Object position labeling data
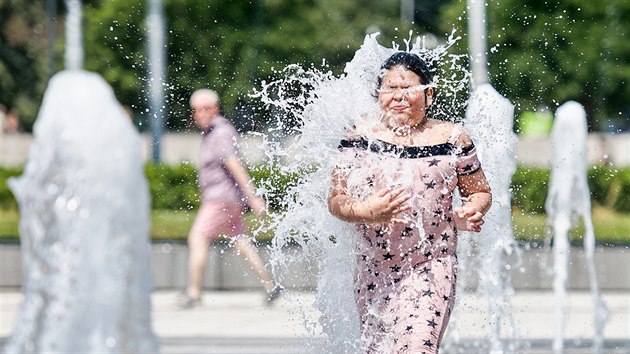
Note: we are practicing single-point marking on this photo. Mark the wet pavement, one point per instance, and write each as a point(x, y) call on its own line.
point(241, 322)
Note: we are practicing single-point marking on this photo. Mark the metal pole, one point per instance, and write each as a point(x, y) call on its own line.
point(51, 9)
point(407, 9)
point(157, 62)
point(477, 40)
point(74, 37)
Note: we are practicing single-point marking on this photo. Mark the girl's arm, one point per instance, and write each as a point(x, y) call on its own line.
point(382, 206)
point(477, 198)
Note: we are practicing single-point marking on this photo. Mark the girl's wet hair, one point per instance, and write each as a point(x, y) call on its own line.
point(411, 62)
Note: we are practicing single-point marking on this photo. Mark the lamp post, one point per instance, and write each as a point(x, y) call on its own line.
point(157, 61)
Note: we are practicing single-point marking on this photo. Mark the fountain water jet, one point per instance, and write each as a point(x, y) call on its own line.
point(568, 198)
point(84, 227)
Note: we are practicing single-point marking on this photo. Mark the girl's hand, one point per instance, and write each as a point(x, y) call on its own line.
point(468, 218)
point(258, 206)
point(386, 204)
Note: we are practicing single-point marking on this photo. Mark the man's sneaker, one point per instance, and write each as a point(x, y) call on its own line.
point(185, 301)
point(275, 293)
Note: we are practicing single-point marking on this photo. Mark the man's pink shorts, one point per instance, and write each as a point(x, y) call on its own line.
point(216, 219)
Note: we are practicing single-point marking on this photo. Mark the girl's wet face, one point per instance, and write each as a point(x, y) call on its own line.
point(402, 98)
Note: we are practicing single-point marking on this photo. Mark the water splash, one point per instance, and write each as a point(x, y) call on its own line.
point(84, 226)
point(74, 36)
point(325, 107)
point(486, 255)
point(568, 198)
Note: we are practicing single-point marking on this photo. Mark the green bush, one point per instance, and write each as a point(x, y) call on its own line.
point(274, 182)
point(173, 187)
point(529, 189)
point(7, 200)
point(622, 198)
point(599, 181)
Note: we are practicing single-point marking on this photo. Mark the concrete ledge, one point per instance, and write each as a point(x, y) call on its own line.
point(228, 271)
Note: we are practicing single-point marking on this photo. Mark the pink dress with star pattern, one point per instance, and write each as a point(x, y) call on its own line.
point(406, 273)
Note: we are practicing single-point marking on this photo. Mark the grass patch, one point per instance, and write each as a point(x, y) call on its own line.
point(611, 228)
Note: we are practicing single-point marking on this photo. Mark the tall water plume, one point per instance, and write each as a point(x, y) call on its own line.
point(485, 256)
point(84, 226)
point(569, 198)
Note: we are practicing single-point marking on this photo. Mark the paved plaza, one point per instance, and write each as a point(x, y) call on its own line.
point(240, 322)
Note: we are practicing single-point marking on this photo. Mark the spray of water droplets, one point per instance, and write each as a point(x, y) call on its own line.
point(316, 108)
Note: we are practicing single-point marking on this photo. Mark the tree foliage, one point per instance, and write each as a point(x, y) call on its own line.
point(541, 53)
point(230, 48)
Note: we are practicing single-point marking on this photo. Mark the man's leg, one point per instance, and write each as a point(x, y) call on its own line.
point(198, 246)
point(247, 250)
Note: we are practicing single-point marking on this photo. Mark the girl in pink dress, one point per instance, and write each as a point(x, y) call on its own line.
point(396, 184)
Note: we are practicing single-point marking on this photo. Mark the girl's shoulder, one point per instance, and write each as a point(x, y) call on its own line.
point(449, 132)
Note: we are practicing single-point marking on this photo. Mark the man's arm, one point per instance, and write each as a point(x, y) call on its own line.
point(240, 175)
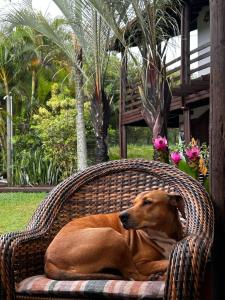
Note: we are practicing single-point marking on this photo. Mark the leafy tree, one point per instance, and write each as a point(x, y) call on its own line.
point(52, 126)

§ **Exercise goal**:
Rewrite the stretch from the line containing "Mark the lamp" through the line containing "point(84, 227)", swapping "lamp post" for "street lamp" and keeping everything else the same.

§ **Final result**:
Note: we are practicing single-point marking on this photo. Mark the street lamp, one point per instance, and write each as a point(x, y) call on its own line.
point(157, 61)
Note: we are practicing single-point marking on this photo. Mark the fountain water jet, one point per instance, and write each as a point(x, y) call on its own line.
point(568, 198)
point(84, 227)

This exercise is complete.